> BRIEF 1
Using the interview excerpt below, decide whether each statement agrees with it. Give yes or no for each, along with the deciding words quoted from the excerpt.
(a) Kate Hudson says that after having Ryder she got terrified of everything.
(b) Kate Hudson says that many stunt people quit their jobs once they have kids.
(c) The hiking story in the interview took place in Mali.
> BRIEF 2
Answer these questions using the interview excerpt below.
(a) Whom does Kate Hudson name as still saying with her that "we integrate"?
(b) Which movie was the kid talking about?
(c) For about how long was the movie reenacted in the dirt?

> SOURCE PASSAGE
KATE HUDSON: You're very careful.

MATTHEW MCCONAUGHEY: I do the homework first, see with the elements are, and then go do it and if we're on film, hopefully they're pressing record.

KATE HUDSON: I think it's so funny because when you become a parent, it's like one of those things where you think that sometimes things change when in fact, you integrate. Chris and I still say that we integrate. You integrate your children into your life and what you are is what you teach your children. A lot of stunt people have kids, and they don't quit their job. They just teach their children that this is what they do, and a part of what makes them happy is living their life and thrill-seeking. Me? I want the opposite. I had Ryder and never wanted to do anything. I got terrified of everything. And then the process of being on this movie and what I was going through at that time was really getting over a lot of my phobias. Because you realize that you don't want your children to think that there are things to be fearful of. I don’t want Ryder to grow up thinking, ‘Don't go in the water. Mom's afraid to get in the ocean, or mom's afraid to go in a helicopter.’ I want him to grow up going, ‘Oh, Mom scuba dives and she skis. She's active and she's not afraid.’

QUESTION: Is there a really strange place either of you have been recognized by fans, making movies all over the world?

I had one. I was hiking through Africa in Mali, and I was, I don't know, 100 miles away from the nearest town, and we were out in the middle of the bush with people that had never been in a car, people that still thought the world was flat. People that said, ‘I had never even seen or been around electricity.’ And this one kid comes up and he looks at me. He's like, ‘Van Zan.’ And I go, ‘What?’ And he goes, ‘Van Zan. You killed dragon.’ And he was talking about Reign of Fire. And I was like, ‘Yeah.’ He's like, ‘Yeah, Van Zan.’ We high-fived, and we went through charades and reenacted the movie for about two hours in the middle of the dirt out there, and then we laughed and went on.

> DATA TO EXAMINE

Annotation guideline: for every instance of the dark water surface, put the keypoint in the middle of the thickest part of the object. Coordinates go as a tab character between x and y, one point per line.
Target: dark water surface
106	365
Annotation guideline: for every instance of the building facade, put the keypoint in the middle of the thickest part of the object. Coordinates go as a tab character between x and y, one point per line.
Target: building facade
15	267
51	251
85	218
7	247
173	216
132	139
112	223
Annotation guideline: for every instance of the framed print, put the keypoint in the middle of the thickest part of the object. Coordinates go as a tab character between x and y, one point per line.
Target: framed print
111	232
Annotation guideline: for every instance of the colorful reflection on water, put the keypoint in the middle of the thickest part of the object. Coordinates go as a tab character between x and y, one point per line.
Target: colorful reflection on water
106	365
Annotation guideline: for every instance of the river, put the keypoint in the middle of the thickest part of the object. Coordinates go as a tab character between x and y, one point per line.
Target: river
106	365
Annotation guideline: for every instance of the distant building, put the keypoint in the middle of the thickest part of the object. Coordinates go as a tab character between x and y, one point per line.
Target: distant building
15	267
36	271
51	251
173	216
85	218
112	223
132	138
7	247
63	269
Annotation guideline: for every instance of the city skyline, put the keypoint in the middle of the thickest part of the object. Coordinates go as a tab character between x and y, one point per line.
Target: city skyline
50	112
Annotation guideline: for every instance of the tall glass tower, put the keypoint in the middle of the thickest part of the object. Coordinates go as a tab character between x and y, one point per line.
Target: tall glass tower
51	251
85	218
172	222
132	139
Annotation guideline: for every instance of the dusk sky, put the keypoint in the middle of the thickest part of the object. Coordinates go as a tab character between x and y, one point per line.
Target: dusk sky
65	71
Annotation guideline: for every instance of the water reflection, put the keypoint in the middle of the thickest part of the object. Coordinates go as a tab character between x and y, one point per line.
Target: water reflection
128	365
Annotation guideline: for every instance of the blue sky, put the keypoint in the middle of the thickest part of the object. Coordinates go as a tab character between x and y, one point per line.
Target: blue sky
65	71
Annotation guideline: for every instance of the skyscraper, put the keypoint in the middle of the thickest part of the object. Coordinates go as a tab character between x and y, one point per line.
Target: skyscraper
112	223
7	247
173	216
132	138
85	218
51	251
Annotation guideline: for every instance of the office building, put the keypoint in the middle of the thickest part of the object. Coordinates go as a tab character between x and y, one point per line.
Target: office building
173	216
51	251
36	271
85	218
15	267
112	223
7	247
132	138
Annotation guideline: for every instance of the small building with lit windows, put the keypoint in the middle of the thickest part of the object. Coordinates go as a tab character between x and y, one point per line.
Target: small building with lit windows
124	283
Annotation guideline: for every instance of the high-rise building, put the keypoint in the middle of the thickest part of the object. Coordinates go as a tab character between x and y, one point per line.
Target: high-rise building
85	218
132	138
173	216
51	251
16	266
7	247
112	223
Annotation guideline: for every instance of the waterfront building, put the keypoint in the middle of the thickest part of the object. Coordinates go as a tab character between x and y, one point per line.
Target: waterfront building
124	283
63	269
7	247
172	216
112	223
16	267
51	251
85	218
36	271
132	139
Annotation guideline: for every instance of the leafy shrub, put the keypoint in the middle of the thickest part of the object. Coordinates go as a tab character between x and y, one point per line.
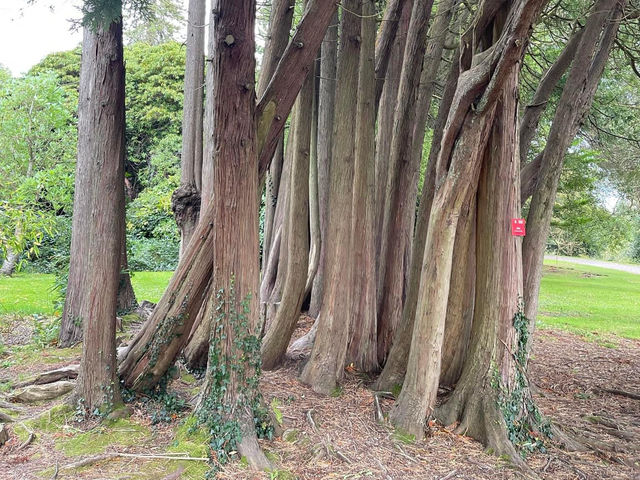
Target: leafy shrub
153	254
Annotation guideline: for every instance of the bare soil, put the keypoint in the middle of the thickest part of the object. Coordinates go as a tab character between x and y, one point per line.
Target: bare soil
337	437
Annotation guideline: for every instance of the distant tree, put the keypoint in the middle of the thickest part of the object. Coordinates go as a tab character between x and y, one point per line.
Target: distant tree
36	134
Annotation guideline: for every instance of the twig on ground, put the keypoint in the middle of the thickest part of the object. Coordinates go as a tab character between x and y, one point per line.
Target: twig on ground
27	442
449	475
310	420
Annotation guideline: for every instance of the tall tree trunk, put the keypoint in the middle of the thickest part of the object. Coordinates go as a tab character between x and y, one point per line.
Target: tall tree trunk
326	363
392	33
98	217
362	344
393	373
185	201
279	26
548	83
461	301
126	296
275	342
577	95
234	288
481	129
154	349
326	106
384	135
401	189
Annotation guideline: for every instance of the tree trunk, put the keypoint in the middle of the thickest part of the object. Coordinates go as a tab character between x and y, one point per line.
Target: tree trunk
126	296
185	201
326	106
384	137
233	358
392	375
362	345
156	346
461	296
326	363
279	26
536	107
481	128
392	34
314	207
577	95
276	341
98	220
401	190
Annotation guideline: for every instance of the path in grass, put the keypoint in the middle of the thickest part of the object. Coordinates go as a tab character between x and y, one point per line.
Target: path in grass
30	293
580	298
590	300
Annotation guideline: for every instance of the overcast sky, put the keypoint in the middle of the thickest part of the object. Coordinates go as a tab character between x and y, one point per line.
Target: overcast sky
29	32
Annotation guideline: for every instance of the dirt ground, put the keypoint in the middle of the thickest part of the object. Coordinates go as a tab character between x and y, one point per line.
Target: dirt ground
580	385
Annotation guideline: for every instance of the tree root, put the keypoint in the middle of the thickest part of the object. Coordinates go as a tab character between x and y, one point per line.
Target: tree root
477	411
69	372
38	393
249	448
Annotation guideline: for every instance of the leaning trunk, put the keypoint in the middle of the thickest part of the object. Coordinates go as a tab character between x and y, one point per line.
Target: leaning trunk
98	225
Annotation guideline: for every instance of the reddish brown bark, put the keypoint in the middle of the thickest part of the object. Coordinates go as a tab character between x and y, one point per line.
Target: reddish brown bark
577	95
155	348
326	363
401	189
362	342
481	127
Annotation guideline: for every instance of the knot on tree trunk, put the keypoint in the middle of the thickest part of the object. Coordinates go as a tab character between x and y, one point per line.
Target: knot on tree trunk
185	203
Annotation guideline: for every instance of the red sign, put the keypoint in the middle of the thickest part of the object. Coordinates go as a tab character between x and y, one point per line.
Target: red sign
517	227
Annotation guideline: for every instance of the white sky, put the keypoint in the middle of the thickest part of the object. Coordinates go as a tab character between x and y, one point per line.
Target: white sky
28	33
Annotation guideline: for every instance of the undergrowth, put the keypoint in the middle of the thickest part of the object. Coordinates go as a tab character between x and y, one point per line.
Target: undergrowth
527	429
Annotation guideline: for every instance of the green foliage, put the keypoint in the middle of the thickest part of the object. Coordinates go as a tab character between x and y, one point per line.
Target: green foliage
45	330
236	368
589	300
37	141
161	23
154	83
527	428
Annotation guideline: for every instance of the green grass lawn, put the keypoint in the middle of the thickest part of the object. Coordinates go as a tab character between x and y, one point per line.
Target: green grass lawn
589	300
578	298
28	293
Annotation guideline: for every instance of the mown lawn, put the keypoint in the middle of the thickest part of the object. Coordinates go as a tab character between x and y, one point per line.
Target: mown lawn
589	300
579	298
28	293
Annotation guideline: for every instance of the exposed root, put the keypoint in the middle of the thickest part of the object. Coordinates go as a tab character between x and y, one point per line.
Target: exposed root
249	448
477	411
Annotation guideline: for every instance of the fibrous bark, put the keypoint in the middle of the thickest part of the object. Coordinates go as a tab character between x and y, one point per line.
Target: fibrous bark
156	346
326	363
98	214
362	340
480	136
235	277
185	201
275	342
393	373
326	106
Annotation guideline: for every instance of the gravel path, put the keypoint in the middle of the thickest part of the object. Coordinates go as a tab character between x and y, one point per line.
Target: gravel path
597	263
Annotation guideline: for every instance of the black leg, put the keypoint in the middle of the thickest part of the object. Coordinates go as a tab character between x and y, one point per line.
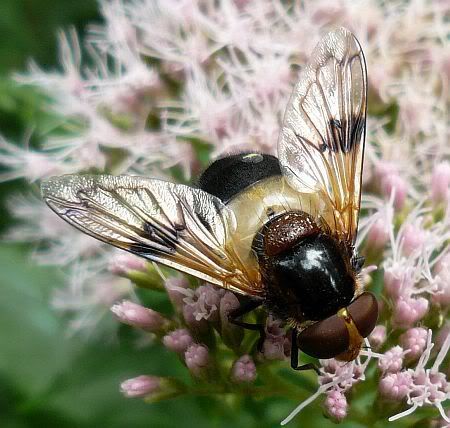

> ANSWER SPACE 1
(a) Yes: "I had Ryder and never wanted to do anything. I got terrified of everything."
(b) No: "A lot of stunt people have kids, and they don't quit their job."
(c) Yes: "I was hiking through Africa in Mali"

> ANSWER SPACE 2
(a) Chris
(b) Reign of Fire
(c) About two hours